[Prompt 1]: In the passage about the Tasmanians below, copy out everything from "The Last Survivor" down to "of wallaby skin." word for word.

By the 1830s, an Aborigines Committee was tasked by the British government in order to check on the hostile behavior of these natives. The result was mainly referred to as a result to the savagery and treachery of the Tasmanians, and not the robbery of their own land.

So by the 1850s, this so-called genocide was being written off because they want to tag it as natural and inevitable. This was what the later part of the 19th century would consider the Darwinian fate. By that time though, children of those girls and women who were stolen became mixed race Tasmanians.

In the late 19th century, these children began to claim their lands from the British government but instead were sent to Cape Barren Island. They started to live here until 1951 far from the reaches of the law. However, the government still took their children from them by the 1920s to 1970s in order to teach them the ways of the Whites.

In the 1990s, some of the lands were given back to them and apologies were made by the government in accordance to the atrocities. However, most historians living in Australia have not regarded this as genocide.

The Last Survivor

The survivor, Truganini, was recalled to be defiant to her abductors. Even at the face of death, she feared nothing and even cursed the people who have abused her and her family. But the captives continued to mock her and even ignored her dying wish.
Despite history that has told people about what happened to the Tasmanians in that particular era, there are strange facts that have been found by archeologists behind the history of these natives. Here are some of them.

1. They began wearing clothes at some point but abandoned them at some 4,000 years ago. Even when they were faced with cold and wet climate, they wore nothing but pieces of wallaby skin.

2. They stopped utilizing bone tools they have used to make clothing. They also abandoned using axes, boomerangs, spears, and weaving tools.

3. They also stopped the consumption of scale fish. After the Europeans arrived, they preferred swimming further into the ocean in order to gather shellfish and abalone.

4. They discontinued the practice of using fire in flushing out small animals as they encourage growing fresh plants.

5. They also have no tools for fire making but they kept on burning fire sticks. When one tribe will be out of fire, they will go and ask for some fire from another tribe.

These mind-boggling facts can be difficult to understand or believe without a real-life Tasmanian who can testify to their part in history. Nevertheless, the facts that the historians so painstakingly made effort to gather information with regards to the Tasmanian genocide can be difficult to ignore either. Perhaps it is up to you to decide which side to believe based on the statistics and facts that have been written in this article.

[Prompt 2]: Set out the records below as a numbered list, covering everything from the line containing "locate the green" down to the line containing "184,364 -> 215,391" and skipping blank lines.

[Material to process]:
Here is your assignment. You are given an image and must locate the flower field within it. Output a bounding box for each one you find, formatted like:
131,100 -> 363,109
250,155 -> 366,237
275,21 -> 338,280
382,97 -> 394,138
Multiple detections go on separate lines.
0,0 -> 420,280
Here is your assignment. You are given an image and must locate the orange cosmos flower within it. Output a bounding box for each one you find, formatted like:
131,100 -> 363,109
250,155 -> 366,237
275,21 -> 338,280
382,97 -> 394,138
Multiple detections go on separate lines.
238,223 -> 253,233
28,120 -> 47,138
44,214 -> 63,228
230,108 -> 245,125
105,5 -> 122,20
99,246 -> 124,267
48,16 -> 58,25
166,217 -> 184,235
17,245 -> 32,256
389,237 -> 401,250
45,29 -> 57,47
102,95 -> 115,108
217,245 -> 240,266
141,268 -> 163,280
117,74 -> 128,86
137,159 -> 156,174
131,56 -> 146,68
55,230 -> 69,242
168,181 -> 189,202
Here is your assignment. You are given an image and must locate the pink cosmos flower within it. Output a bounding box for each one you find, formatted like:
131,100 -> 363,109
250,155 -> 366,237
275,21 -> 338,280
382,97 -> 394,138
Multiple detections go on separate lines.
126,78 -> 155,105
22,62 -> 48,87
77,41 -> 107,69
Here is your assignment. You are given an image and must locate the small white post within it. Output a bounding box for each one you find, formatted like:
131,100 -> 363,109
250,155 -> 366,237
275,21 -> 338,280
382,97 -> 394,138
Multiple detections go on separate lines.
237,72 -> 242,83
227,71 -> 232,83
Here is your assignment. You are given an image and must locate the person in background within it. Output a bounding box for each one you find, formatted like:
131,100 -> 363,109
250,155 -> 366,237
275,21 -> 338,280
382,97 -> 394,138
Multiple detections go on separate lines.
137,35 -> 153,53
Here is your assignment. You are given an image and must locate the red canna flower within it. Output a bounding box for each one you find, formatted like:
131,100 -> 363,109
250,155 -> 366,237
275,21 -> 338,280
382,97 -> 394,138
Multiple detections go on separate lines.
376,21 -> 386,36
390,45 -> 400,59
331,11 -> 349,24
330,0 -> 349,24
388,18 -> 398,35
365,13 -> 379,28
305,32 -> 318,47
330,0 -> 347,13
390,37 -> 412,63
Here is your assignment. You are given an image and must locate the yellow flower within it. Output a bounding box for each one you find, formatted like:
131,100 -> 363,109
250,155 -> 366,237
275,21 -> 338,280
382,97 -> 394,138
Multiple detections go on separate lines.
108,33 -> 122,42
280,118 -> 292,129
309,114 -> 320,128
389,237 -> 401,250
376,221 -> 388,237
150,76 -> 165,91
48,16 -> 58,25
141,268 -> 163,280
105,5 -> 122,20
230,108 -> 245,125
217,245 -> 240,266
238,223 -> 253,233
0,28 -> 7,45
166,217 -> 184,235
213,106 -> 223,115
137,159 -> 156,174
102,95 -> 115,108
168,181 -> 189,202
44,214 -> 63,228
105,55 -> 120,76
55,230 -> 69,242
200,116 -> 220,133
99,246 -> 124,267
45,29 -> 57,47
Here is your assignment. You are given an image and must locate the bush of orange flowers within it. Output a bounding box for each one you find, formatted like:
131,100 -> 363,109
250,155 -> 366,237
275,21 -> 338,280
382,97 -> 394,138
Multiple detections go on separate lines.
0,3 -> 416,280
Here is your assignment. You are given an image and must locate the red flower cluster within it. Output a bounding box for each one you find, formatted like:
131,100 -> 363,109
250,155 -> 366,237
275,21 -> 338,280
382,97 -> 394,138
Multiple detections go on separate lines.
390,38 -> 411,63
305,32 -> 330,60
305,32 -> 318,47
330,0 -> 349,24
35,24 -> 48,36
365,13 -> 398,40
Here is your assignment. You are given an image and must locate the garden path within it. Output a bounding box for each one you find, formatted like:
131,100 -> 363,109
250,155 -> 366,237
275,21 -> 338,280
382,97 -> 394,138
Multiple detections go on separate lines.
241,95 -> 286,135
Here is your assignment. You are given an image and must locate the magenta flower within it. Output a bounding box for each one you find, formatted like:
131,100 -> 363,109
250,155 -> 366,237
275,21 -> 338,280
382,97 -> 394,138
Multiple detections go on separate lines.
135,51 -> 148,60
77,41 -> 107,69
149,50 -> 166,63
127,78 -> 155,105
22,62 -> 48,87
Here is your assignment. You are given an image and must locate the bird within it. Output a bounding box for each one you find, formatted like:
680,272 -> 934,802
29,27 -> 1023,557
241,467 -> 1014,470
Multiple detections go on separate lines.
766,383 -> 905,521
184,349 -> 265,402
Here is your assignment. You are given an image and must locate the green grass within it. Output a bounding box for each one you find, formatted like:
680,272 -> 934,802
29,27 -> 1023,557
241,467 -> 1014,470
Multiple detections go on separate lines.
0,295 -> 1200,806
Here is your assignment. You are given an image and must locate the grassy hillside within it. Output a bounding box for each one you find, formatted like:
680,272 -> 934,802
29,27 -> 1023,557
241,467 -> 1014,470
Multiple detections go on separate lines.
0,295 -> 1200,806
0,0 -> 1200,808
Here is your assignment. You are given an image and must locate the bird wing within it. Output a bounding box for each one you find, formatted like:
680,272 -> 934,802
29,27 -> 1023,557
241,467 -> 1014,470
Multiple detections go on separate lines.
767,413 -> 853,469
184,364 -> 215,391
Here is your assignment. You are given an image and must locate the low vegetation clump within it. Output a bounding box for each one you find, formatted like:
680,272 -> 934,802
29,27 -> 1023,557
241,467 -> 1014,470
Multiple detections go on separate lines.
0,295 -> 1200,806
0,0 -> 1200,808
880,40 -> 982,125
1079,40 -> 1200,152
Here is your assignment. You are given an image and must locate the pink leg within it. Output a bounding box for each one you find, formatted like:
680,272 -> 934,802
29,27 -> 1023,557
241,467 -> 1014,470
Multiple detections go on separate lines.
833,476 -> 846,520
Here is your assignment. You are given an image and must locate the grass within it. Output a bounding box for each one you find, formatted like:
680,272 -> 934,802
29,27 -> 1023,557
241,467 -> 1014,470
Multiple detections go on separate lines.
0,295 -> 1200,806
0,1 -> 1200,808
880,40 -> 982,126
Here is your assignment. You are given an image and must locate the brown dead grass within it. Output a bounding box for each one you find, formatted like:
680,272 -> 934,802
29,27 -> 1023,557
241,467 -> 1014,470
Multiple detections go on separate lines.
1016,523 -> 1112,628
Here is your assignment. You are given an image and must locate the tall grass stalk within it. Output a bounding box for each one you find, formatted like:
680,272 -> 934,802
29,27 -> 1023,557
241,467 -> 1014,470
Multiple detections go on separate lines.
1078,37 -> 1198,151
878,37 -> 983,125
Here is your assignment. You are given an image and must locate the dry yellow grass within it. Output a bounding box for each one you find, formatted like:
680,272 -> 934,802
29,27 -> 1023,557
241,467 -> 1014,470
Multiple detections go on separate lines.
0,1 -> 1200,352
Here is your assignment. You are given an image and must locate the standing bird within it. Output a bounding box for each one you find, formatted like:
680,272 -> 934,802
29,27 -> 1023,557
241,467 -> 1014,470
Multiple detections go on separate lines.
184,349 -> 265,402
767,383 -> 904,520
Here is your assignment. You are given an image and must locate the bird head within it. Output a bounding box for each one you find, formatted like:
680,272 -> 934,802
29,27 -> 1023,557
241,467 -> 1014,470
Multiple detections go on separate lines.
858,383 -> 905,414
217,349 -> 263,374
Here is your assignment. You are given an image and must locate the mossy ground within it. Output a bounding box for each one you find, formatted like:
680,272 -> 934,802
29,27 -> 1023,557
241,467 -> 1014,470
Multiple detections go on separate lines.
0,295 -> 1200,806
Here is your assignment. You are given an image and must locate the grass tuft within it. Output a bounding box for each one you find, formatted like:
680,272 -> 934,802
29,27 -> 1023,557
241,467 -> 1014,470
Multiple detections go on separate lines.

[Full output 1]:
The Last Survivor

The survivor, Truganini, was recalled to be defiant to her abductors. Even at the face of death, she feared nothing and even cursed the people who have abused her and her family. But the captives continued to mock her and even ignored her dying wish.
Despite history that has told people about what happened to the Tasmanians in that particular era, there are strange facts that have been found by archeologists behind the history of these natives. Here are some of them.

1. They began wearing clothes at some point but abandoned them at some 4,000 years ago. Even when they were faced with cold and wet climate, they wore nothing but pieces of wallaby skin.

[Full output 2]:
1. Here is your assignment. You are given an image and must locate the green grass within it. Output a bounding box for each one you find, formatted like:
2. 680,272 -> 934,802
3. 29,27 -> 1023,557
4. 241,467 -> 1014,470
5. Multiple detections go on separate lines.
6. 0,295 -> 1200,806
7. Here is your assignment. You are given an image and must locate the grassy hillside within it. Output a bounding box for each one you find, formatted like:
8. 680,272 -> 934,802
9. 29,27 -> 1023,557
10. 241,467 -> 1014,470
11. Multiple detections go on separate lines.
12. 0,295 -> 1200,806
13. 0,0 -> 1200,808
14. Here is your assignment. You are given an image and must locate the bird wing within it. Output a bounding box for each one you find, formatted like:
15. 680,272 -> 934,802
16. 29,27 -> 1023,557
17. 241,467 -> 1014,470
18. Multiple detections go on separate lines.
19. 767,413 -> 853,469
20. 184,364 -> 215,391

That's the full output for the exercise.